Gösterilen metin:

++++++++++++++++++++

İhracatçıyı ayakkabı vurdu!
Baskılanan kura karşı artan işçilik ve enerji maliyetleri, ayakkabı sektöründe dış ticaret dengelerini değiştirdi. Yerli üreticiler dış pazarda güç kaybederken, ithalatçı ise bu durumu avantaja çevirdi. Kasım ayında iki alanda dış ticaret ilk kez eşitlendi.
Son bir yıldır baskılanan kura karşı artan işçilik ve enerji maliyetleri ayakkabıda dış ticaret dengelerini değiştirdi. Çin, Hindistan ve Vietnam gibi rakip ülkelerle rekabette zorlanan yerli üreticiler, dış pazarda güç kaybederken, ithalatçı ise bu durumu avantaja çevirdi. Kasım ayında iki alanda dış ticaret ilk kez 100’er milyon dolara yakın bir rakamla neredeyse eşitlendi. İhracatın önümüzdeki dönem düşmesi, ithalatta ise artış seyrinin devam etmesi bekleniyor. Öte yandan yerli birçok markanın da alımlarını yurtdışına kaydırdığı dile getiriliyor.
Siparişlerde gerileme var
Uluslararası Ticaret Merkezi verilerine göre dünya ayakkabı ihracatı 2021’de 152,8 milyar dolara yükseldi. Çin 46 milyar dolarla lider konumunda bulunurken Türkiye 1 milyar 81 milyon dolarlık ihracatı ile sektör ihracatından yüzde 0,7’lik pay aldı. Türkiye Ayakkabı Sanayicileri Derneği (TASD) Başkanı Berke İçten, kurun baskılanmasının yanı sıra TL maliyet olan işçilik ve enerji fiyatlarının artmasının sektörü rekabetçilikte negatif etkilediğini anlattı. İçten, “Artan maliyetler nedeni ile geçen yıl 10 dolara sattığımız ayakkabıyı 13 dolara satmak zorunda kalıyoruz. Bu da yabancıların kabul etmediği bir fiyat. Bu nedenle rakip ülkelere yöneliyor alıcılar. Önümüzdeki dönem siparişlerinde azalma var. Aldığımız duyumlara göre yerli markalar bile deri ayakkabıda rakip ülkelere yöneliyor” dedi.

++++++++++++++++++++

Alıştırma yönergeleri:
a) Ayakkabı ihracatıyla ilgili metne göre Türkiye, 2021'de dünya ayakkabı ihracatından yüzde kaçlık pay aldı?
b) Ayakkabı ihracatıyla ilgili metni son cümlesinden sonra sürdürün.
Veriler, metinden ayrı bir malzemedir.

++++++++++++++++++++

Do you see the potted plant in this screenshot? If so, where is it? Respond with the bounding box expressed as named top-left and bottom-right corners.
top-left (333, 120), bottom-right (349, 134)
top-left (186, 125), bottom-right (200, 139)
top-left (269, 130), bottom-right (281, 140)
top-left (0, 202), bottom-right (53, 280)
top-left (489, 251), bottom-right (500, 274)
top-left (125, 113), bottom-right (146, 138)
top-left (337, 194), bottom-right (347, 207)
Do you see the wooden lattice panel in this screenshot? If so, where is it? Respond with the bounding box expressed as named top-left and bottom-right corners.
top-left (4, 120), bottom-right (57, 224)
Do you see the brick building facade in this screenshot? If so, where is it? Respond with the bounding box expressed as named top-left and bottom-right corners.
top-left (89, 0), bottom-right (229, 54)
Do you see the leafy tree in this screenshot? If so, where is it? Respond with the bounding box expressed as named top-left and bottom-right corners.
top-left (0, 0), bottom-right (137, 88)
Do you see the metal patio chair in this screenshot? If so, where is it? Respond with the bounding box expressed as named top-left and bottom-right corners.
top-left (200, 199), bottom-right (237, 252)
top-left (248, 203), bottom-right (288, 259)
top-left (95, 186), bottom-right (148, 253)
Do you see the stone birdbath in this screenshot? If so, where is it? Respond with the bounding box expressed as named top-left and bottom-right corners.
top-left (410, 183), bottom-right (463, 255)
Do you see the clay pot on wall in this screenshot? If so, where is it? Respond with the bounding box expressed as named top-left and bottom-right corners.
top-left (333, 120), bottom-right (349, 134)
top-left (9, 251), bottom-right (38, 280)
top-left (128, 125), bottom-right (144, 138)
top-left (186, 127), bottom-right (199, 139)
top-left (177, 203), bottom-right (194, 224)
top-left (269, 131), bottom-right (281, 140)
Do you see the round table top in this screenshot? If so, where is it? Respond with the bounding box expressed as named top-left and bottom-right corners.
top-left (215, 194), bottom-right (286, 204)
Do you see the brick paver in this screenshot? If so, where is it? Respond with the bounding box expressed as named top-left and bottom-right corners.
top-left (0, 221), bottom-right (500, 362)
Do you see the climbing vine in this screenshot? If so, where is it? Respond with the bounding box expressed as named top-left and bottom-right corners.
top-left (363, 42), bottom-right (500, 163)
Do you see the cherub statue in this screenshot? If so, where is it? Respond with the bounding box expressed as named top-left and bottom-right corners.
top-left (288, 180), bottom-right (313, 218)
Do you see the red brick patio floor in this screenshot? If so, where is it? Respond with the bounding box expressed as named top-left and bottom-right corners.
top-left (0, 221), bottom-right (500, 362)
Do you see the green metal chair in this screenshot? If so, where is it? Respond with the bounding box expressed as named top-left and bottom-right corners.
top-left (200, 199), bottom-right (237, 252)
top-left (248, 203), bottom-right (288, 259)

++++++++++++++++++++

Alıştırma cevapları:
a) Yüzde 0,7.

b)
İthalatta artış sürecek
Türkiye Ayakkabı Sanayi Araştırma, Geliştirme ve Eğitim Vakfı Başkanı Hüseyin Çetin de resesyon, kur baskısı ve asgari ücret zammı ile birlikte Türkiye’nin güç kaybetmeye başladığını söyledi. Çetin, “Bunun ihracata yansımalarını ihracat hızında yavaşlama olarak göreceğiz. AB’de artık fiyat tutturamıyoruz. Siparişler Çin, Vietnam ve Endonezya gibi ülkelere kayıyor. AB genelde fiyat odaklı çalışıyor. Bu fiyat nedeni ile de Türk firmalar fiyat tutturamıyor” dedi. Kur nedeni ile ithalatın ise cazip hale geldiğini belirten Çetin, “Çin’in açılması ve navlunun gerilemesiyle ithalatın önü açıldı. Bu şekilde devam ederse ithalattaki artış da devam edecektir” değerlendirmesinde bulundu .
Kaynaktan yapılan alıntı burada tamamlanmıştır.